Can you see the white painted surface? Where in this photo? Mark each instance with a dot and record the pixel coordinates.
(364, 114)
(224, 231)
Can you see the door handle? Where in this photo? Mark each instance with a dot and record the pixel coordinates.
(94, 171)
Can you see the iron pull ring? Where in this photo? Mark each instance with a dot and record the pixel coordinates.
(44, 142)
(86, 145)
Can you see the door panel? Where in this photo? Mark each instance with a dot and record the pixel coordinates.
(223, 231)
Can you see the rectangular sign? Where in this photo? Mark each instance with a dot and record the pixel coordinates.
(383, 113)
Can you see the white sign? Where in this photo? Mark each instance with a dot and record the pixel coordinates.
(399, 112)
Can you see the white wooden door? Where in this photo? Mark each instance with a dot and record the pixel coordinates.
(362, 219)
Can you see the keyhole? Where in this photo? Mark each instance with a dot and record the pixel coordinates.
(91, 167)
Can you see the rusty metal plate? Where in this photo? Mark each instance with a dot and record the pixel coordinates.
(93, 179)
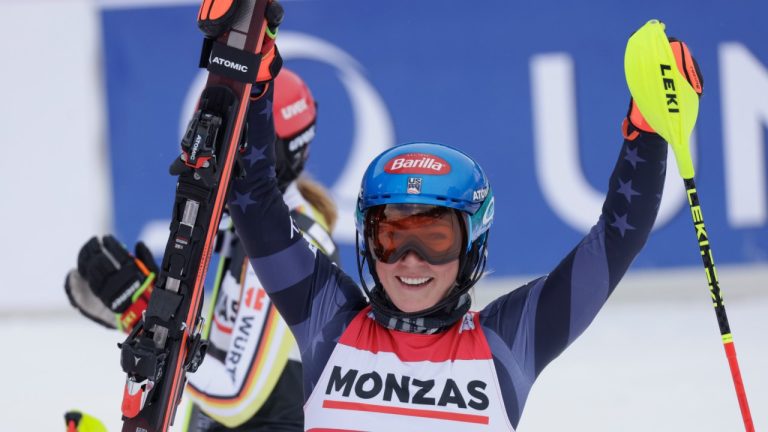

──────────────────────────────

TASK OBJECTIVE. Please copy out the whole listing exactly as it stands, minus the pictures.

SOLUTION TO THIS EXERCISE.
Can you see the white painted surface? Where in this photo? Mark each instance with a dot and record the pixel coordinates.
(364, 114)
(224, 231)
Can you see the door handle? Where in this photo? Mark each instance with a dot and record the pixel coordinates.
(94, 171)
Can you see the iron pull ring? Where in this photo? Mark each instance with a dot and record the pixel coordinates.
(44, 142)
(86, 145)
Can you see the door panel? Where in this photo? Mark each instance with a dot and record the pixel coordinates.
(223, 231)
Can you see the rectangular sign? Where in this photo? Mark each instance with a dot and record the pixel coordinates.
(383, 113)
Can you see the white sign? Where in this photo? Mark each instance with a dot and record the pixel coordinates.
(399, 112)
Can you see the white wooden door? Where in this photo? Mark each instance with a dot and record the pixel coordinates.
(362, 219)
Can you see the keyhole? Where in this photo? Mark each instance with a dot and record the pixel coordinates.
(91, 167)
Can you see the rusty metal plate? Where in this photo? Mark each instance with a dot and record the pixel coordinates.
(93, 179)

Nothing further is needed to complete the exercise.